++++ ROWS
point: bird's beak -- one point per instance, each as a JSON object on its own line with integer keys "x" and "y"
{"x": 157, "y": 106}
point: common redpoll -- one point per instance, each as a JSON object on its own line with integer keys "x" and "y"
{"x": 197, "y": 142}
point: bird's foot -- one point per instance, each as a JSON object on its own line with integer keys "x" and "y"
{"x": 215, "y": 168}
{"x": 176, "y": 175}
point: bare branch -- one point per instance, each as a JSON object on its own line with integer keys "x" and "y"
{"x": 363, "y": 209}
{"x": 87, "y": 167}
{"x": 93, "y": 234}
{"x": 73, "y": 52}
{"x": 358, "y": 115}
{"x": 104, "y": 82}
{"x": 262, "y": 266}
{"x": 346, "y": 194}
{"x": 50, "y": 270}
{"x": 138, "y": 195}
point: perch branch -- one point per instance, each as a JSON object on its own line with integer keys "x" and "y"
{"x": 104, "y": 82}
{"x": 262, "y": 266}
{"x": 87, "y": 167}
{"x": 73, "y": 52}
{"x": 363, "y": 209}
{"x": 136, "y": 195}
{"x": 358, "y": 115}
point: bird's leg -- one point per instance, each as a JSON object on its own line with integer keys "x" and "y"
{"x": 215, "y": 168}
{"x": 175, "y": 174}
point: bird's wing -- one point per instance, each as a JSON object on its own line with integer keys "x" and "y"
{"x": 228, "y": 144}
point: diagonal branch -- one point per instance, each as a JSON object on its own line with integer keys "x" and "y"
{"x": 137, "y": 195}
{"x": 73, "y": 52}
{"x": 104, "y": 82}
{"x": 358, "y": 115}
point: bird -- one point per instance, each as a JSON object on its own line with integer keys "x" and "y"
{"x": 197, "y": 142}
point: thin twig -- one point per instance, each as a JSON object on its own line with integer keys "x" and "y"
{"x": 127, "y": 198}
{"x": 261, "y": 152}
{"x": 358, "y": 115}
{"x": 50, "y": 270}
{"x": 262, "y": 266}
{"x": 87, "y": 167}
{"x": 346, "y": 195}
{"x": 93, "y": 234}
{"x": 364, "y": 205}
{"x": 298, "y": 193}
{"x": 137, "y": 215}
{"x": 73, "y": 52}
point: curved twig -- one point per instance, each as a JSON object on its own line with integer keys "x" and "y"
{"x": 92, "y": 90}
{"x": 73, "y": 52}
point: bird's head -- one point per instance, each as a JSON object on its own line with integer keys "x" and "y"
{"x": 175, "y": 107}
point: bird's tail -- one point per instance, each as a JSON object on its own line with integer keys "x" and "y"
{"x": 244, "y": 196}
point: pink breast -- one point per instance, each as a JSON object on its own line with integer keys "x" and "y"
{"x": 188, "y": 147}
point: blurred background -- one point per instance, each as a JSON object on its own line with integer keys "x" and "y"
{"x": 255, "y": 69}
++++++++
++++ ROWS
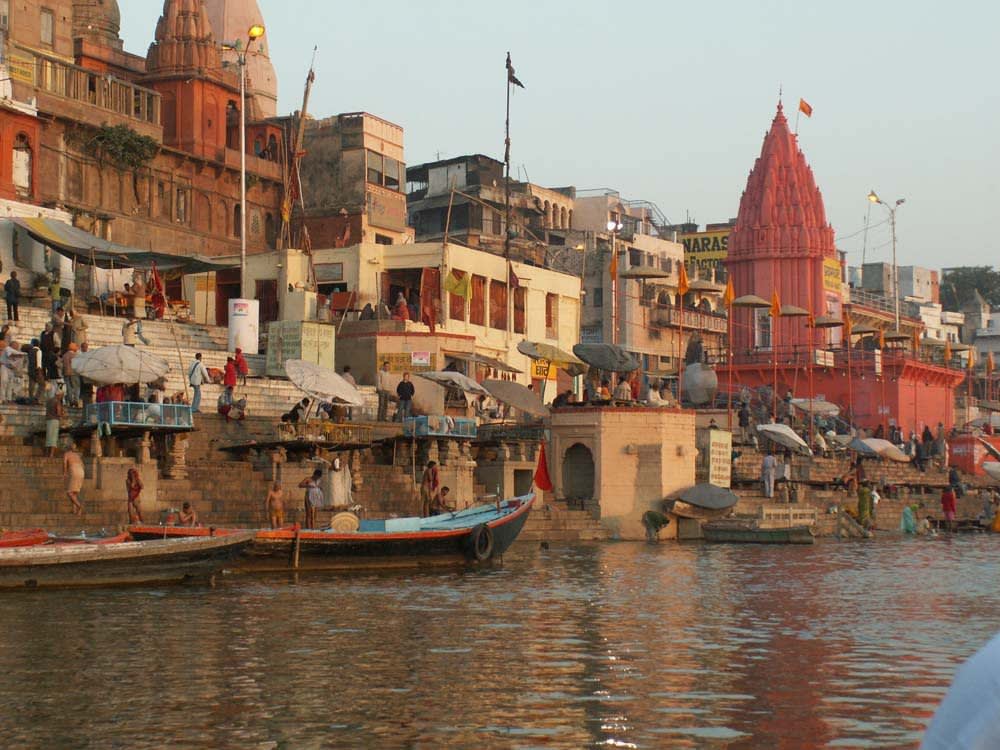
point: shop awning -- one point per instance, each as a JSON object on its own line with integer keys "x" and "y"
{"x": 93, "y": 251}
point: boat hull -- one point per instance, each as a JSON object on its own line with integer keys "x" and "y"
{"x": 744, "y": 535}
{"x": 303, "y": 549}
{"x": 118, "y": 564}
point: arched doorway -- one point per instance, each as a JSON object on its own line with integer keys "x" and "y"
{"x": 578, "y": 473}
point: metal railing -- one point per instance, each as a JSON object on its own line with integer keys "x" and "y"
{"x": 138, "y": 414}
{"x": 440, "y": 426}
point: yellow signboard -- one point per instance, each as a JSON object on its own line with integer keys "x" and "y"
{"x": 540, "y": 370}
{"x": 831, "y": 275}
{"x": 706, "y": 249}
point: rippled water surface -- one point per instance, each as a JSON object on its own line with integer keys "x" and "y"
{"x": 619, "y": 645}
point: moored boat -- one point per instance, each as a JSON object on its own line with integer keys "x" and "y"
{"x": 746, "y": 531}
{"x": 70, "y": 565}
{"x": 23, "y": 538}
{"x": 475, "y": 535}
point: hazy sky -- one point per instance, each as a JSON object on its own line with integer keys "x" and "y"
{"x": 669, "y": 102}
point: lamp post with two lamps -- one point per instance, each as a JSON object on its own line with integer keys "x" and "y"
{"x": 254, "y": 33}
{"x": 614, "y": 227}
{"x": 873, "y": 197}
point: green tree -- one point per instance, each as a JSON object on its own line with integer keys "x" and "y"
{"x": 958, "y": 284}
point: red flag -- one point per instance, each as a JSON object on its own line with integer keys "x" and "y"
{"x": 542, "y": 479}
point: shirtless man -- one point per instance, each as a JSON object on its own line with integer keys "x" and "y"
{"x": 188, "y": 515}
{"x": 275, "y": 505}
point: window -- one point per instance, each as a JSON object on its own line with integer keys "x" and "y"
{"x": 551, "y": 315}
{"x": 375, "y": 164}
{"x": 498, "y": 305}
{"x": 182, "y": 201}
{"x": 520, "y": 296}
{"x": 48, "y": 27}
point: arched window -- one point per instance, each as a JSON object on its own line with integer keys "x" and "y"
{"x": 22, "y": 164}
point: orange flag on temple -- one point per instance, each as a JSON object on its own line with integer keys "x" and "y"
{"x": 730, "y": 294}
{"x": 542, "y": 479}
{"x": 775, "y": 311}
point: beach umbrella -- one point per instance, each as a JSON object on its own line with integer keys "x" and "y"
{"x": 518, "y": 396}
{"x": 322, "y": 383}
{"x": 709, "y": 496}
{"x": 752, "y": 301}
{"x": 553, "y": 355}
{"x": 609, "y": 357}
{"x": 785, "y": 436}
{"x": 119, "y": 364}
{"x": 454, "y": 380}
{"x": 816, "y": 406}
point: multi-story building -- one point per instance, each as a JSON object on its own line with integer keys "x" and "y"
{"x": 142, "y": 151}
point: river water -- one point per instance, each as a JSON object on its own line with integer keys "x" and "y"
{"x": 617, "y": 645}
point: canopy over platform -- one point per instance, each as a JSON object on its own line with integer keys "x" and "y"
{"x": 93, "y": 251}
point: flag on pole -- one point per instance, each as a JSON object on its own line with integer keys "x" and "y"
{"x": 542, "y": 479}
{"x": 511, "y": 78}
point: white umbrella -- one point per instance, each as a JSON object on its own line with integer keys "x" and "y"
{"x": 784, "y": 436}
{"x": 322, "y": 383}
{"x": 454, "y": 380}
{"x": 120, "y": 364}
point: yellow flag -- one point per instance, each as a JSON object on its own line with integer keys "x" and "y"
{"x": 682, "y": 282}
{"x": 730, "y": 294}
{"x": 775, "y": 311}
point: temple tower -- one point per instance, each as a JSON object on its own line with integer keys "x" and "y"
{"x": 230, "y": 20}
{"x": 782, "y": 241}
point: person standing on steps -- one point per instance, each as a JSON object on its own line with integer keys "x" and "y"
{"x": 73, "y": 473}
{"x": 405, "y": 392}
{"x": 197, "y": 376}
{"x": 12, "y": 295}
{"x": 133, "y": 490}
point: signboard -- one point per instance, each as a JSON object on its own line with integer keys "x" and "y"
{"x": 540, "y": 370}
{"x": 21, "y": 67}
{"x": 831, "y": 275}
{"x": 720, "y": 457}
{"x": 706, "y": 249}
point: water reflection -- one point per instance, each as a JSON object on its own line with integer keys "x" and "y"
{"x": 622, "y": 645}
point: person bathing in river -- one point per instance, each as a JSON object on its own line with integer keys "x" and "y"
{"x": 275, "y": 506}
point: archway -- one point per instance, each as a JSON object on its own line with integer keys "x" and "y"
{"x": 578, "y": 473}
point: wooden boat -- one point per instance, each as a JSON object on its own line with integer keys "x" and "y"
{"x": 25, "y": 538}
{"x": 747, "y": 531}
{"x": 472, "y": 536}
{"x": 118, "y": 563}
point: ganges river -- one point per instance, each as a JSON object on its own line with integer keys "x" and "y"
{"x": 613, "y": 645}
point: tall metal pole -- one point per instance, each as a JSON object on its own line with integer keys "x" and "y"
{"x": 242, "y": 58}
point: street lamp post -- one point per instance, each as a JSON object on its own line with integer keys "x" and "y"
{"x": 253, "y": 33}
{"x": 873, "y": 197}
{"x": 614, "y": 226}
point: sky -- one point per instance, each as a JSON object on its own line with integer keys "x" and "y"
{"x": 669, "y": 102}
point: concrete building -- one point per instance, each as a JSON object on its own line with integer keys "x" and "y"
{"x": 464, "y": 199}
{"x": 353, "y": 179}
++++++++
++++ ROWS
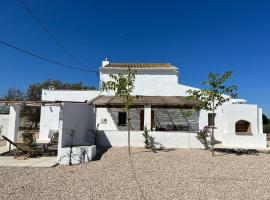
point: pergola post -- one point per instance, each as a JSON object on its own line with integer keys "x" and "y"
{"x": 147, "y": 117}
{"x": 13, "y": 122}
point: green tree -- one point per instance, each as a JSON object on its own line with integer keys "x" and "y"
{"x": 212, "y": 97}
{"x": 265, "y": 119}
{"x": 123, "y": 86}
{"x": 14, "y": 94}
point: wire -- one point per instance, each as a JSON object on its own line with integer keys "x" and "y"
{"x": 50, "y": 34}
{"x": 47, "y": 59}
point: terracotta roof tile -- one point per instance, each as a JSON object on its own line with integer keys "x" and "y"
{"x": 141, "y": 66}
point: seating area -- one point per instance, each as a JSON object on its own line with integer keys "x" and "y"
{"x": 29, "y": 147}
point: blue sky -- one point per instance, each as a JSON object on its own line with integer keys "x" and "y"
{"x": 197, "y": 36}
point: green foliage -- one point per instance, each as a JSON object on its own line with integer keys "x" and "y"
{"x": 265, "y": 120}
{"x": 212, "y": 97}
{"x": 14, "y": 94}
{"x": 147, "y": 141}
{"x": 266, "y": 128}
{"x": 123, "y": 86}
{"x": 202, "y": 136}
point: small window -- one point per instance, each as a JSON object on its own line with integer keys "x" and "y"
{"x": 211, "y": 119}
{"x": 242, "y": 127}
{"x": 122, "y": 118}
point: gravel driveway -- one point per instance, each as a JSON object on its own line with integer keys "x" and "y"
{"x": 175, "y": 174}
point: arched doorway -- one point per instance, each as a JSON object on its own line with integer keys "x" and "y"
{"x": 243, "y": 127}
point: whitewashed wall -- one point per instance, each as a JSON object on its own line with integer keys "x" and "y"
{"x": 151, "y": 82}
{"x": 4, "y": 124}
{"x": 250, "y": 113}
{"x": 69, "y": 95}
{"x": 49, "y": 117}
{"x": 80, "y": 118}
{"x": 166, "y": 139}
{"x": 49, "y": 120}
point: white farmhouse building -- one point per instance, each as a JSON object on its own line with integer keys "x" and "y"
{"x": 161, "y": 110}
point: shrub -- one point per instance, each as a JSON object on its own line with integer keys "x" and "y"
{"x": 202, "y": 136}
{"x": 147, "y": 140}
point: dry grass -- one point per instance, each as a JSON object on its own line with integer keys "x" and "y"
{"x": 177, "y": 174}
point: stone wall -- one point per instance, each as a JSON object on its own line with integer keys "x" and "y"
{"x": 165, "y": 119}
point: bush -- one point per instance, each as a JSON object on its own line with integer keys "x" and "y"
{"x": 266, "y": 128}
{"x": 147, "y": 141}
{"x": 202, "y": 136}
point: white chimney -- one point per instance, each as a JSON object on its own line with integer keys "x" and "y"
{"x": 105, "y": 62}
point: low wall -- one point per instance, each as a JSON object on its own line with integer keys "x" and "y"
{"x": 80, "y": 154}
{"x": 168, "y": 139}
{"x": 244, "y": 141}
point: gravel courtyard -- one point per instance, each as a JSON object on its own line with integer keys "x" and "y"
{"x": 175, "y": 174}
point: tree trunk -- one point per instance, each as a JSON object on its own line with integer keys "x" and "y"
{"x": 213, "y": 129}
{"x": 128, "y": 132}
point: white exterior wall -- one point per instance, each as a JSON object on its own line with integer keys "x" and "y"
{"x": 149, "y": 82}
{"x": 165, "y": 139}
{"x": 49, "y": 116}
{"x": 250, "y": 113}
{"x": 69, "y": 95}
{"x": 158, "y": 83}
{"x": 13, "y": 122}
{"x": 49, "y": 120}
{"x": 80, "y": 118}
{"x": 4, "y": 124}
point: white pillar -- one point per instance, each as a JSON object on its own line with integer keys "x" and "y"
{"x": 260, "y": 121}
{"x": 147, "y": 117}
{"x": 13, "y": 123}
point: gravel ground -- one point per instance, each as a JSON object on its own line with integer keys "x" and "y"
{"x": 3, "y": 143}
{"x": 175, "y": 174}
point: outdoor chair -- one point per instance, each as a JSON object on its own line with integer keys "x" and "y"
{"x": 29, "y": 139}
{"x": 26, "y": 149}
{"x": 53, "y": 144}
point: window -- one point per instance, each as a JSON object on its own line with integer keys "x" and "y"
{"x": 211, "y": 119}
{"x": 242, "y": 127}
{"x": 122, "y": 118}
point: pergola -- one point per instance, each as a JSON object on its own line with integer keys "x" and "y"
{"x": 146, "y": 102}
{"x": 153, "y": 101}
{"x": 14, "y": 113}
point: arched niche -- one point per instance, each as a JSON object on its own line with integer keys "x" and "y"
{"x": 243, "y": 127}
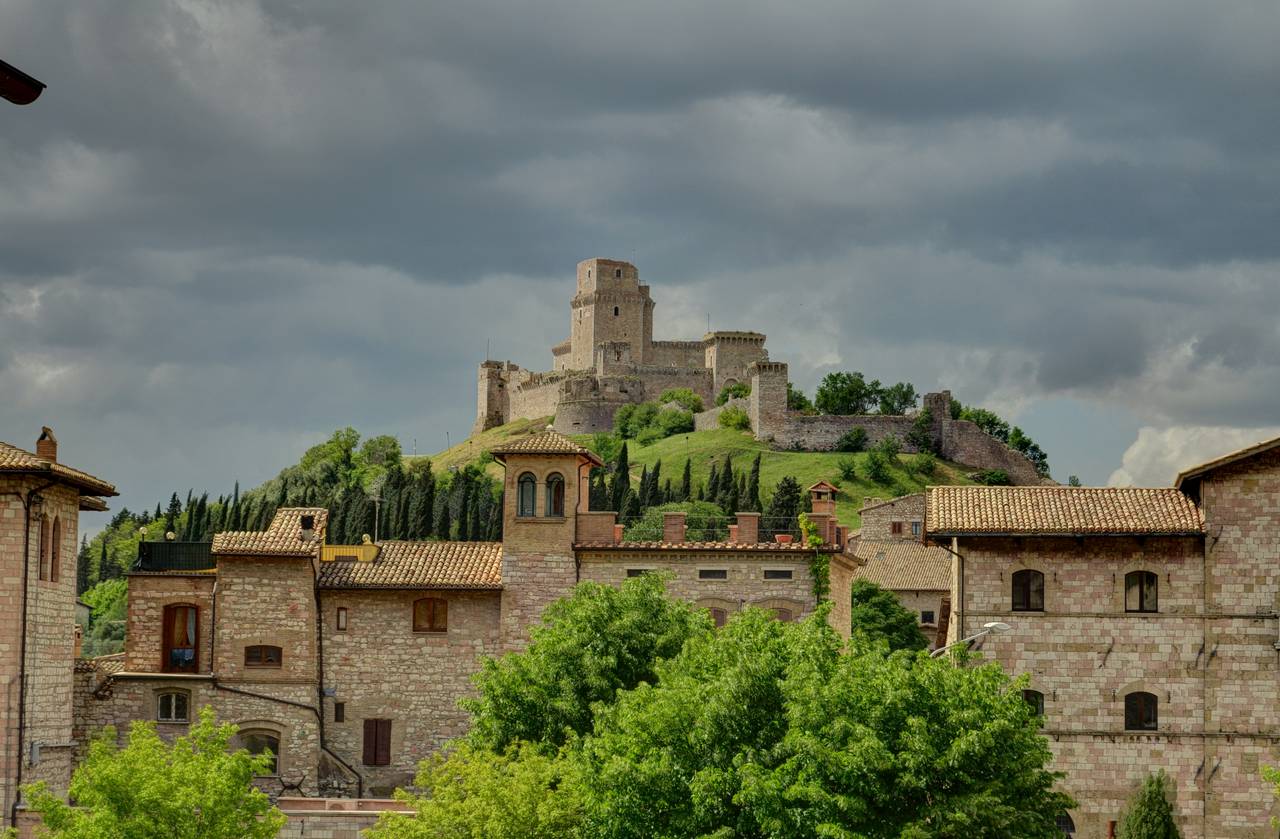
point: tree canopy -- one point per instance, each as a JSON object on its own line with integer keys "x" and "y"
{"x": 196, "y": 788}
++++++++
*DIRECTIVE*:
Identify every line in the data above that contains the word "building", and copy each one in full.

*CORRECT RESPONSE*:
point: multi-story building -- one point per instance, each as a JSON object on its own line with integer keys "x" and "y"
point: concrete building -- one point per instance, each as a JSON object on its own line with integer keys "x" and "y"
point: white farmhouse building -- one point per instance, each as a JSON object on its own line with integer keys "x" and "y"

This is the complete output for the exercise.